## Requirements
• A. Retype the Oracle Ridge trail passage in full, word for word.
• B. In the point placement rows, start with the line with "Target — curved stone wall" and go on through the last row. Give those lines again with "instance" changed to "occurrence" and nothing else altered.

— Start of Given passage —

Red Ridge Trail #2 Intersection Awaiting Us Near the Bottom
Red Ridge Trail #2 Intersection Awaiting Us Near the Bottom

The dappled shade was a refreshing change from the scorching blast that radiates from the blond sands of the open desert. Hiking along the Canada del Oro (CDO) trail was a supremely pleasant surprise and we’re certain that we will soon return to this charming destination. Perhaps we should have begun our blog post beginning with the trailhead, however, because the entire route held a variety of unexpected treasures we could have commenced at just about every turn of the trail, a trail that quickly became one of our favorite hikes, and one we will gladly repeat.

We did not arrive at the starting point of the Oracle Ridge/CDO circuit until 7am (in spite of waking at 3am) because we wanted to have a good breakfast, a pack full of delicious snacks and a nutritious lunch, and we have to filter all of our house water because of the high mineral content and taste. We may have been a couple of hours behind schedule but later in the day, as we perched on boulders near a small meandering stream and enjoyed our meal and replenished our bodies, it was worth the time invested. Considering that our planned route was 18.6 miles, keeping fed and hydrated was vital to our success in completion.

The Oracle Ridge Trail is part of the Arizona Trail and we started at about 8000 feet in elevation, before winding our way down to the valley floor, dipping to just under 5000 feet at the lowest point. The ridge enables expansive views of the San Pedro Valley and the north side of the Catalinas with the town of Oracle only about 12 miles away. Other than the Coos deer that was nibbling on greenery, the trail was bereft of other travelers and actually, we did not see anyone else until we crested Mt. Lemmon, nearly at the end of our trip.

— End of Given passage —
— Start of Given records —

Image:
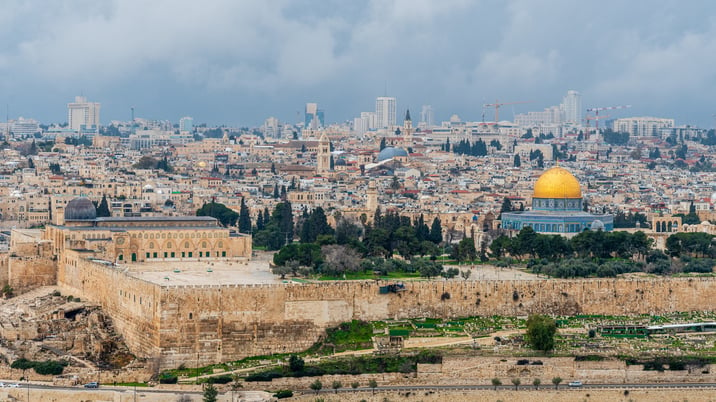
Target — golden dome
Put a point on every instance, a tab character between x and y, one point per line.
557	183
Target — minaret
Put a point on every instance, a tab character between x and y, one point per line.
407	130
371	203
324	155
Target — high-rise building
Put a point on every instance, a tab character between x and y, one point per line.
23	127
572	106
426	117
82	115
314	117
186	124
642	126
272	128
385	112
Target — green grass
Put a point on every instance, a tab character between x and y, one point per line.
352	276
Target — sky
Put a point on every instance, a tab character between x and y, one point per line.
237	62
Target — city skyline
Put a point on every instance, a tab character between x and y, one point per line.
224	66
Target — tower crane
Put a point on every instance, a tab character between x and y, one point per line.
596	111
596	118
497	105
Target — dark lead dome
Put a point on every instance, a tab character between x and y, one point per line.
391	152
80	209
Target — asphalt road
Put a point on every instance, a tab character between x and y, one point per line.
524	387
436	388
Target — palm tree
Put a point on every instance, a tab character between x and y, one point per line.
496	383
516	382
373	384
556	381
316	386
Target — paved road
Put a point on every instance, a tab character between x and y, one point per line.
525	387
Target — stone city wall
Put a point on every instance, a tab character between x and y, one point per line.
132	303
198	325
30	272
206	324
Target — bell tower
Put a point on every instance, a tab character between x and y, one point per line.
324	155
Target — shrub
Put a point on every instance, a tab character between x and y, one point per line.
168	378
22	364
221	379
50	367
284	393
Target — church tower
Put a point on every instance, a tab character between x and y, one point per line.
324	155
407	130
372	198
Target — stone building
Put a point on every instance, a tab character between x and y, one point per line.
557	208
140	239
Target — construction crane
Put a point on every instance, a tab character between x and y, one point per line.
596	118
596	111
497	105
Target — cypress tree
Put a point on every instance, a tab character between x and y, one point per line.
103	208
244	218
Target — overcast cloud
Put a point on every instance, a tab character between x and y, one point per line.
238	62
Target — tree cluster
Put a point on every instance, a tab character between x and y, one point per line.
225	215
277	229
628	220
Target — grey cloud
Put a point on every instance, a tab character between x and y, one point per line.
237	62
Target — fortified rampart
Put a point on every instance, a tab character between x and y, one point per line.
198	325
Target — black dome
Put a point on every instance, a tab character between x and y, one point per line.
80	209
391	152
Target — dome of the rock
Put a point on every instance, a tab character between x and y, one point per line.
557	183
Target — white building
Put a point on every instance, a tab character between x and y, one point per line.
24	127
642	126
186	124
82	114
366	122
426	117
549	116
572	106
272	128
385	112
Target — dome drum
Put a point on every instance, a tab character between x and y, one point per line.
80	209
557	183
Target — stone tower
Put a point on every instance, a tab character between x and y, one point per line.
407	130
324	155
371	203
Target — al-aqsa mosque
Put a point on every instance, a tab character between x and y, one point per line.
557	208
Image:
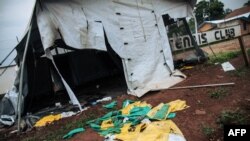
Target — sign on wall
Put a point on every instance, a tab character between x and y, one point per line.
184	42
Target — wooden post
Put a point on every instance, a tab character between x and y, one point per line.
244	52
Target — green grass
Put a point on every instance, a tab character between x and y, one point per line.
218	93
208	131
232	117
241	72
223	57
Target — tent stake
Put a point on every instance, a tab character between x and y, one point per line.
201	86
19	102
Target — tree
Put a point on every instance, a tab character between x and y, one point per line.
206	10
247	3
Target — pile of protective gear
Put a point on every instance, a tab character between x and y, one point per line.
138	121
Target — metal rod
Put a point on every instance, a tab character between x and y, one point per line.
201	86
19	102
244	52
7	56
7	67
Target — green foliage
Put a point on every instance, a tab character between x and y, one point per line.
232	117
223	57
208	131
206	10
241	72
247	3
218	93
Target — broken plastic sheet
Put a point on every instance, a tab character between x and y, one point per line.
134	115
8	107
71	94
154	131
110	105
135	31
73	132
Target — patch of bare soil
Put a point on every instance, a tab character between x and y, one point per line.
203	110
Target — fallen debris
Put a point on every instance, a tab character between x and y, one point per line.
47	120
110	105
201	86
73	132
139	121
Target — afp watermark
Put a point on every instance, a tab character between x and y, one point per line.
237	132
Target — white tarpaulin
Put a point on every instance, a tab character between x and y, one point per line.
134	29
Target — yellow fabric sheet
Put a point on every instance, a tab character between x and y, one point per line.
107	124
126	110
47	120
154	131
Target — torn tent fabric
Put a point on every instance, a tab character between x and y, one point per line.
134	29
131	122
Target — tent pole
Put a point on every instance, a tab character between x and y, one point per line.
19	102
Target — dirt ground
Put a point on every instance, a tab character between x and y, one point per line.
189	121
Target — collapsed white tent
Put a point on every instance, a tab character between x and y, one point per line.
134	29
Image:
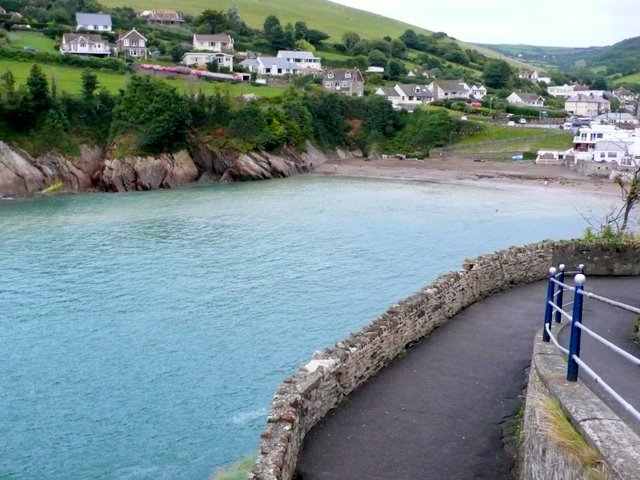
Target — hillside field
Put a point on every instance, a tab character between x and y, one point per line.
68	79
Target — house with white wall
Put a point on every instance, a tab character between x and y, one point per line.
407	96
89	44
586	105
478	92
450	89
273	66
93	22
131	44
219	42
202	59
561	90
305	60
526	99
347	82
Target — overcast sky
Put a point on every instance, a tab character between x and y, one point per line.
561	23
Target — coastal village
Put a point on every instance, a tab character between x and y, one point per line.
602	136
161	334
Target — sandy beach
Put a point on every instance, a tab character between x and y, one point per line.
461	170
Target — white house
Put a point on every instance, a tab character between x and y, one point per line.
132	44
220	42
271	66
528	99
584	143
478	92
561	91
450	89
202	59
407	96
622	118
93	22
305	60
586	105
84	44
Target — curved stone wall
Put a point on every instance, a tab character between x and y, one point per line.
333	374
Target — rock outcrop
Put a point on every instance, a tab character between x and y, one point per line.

— End of Given records —

## Results by task
• A.
Red Ridge Trail #2 Intersection Awaiting Us Near the Bottom
Red Ridge Trail #2 Intersection Awaiting Us Near the Bottom

The dappled shade was a refreshing change from the scorching blast that radiates from the blond sands of the open desert. Hiking along the Canada del Oro (CDO) trail was a supremely pleasant surprise and we’re certain that we will soon return to this charming destination. Perhaps we should have begun our blog post beginning with the trailhead, however, because the entire route held a variety of unexpected treasures we could have commenced at just about every turn of the trail, a trail that quickly became one of our favorite hikes, and one we will gladly repeat.

We did not arrive at the starting point of the Oracle Ridge/CDO circuit until 7am (in spite of waking at 3am) because we wanted to have a good breakfast, a pack full of delicious snacks and a nutritious lunch, and we have to filter all of our house water because of the high mineral content and taste. We may have been a couple of hours behind schedule but later in the day, as we perched on boulders near a small meandering stream and enjoyed our meal and replenished our bodies, it was worth the time invested. Considering that our planned route was 18.6 miles, keeping fed and hydrated was vital to our success in completion.

The Oracle Ridge Trail is part of the Arizona Trail and we started at about 8000 feet in elevation, before winding our way down to the valley floor, dipping to just under 5000 feet at the lowest point. The ridge enables expansive views of the San Pedro Valley and the north side of the Catalinas with the town of Oracle only about 12 miles away. Other than the Coos deer that was nibbling on greenery, the trail was bereft of other travelers and actually, we did not see anyone else until we crested Mt. Lemmon, nearly at the end of our trip.

• B.
Target — curved stone wall
Put a point on every occurrence, a tab character between x and y, one point per line.
333	374
Target — rock outcrop
Put a point on every occurrence, a tab character between x and y, one point per line.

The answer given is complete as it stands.